§ Problem statement: Please copy the records word for word, starting at their first line and ending with the line that contains "positive clicks: (7, 370)", including that line.

§ Task input:

>>>>

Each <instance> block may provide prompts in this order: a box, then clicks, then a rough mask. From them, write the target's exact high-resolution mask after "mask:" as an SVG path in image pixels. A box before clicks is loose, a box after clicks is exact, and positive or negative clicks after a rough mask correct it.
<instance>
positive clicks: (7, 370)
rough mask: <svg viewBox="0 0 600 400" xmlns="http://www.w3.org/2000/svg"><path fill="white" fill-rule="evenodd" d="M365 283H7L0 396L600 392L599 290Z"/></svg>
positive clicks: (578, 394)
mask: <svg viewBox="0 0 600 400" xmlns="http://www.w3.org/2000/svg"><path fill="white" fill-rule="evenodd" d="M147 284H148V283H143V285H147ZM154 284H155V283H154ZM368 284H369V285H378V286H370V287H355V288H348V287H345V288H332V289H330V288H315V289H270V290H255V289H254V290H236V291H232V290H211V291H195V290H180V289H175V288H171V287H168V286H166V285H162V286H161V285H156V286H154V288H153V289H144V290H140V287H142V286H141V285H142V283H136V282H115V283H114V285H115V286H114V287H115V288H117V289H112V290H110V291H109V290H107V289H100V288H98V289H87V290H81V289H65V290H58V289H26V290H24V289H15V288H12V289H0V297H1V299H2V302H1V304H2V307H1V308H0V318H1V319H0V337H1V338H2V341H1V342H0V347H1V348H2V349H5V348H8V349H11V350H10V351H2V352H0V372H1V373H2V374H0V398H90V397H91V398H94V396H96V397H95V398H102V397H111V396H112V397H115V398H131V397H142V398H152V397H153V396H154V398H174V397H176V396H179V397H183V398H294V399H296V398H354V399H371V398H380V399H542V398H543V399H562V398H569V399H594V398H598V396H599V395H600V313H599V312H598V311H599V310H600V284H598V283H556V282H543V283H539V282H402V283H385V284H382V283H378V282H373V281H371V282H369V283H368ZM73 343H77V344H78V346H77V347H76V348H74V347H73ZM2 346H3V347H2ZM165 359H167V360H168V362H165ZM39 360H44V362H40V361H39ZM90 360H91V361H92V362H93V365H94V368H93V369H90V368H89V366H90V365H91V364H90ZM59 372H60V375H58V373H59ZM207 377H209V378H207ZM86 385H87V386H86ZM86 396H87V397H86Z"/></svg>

<<<<

§ Result for this exercise:
Each <instance> block may provide prompts in this order: a box, then clicks, then a rough mask. From them, write the target's exact high-resolution mask after "mask:" as an SVG path in image pixels. A box before clicks is loose, a box after clicks is exact, and positive or negative clicks after a rough mask correct it.
<instance>
positive clicks: (7, 370)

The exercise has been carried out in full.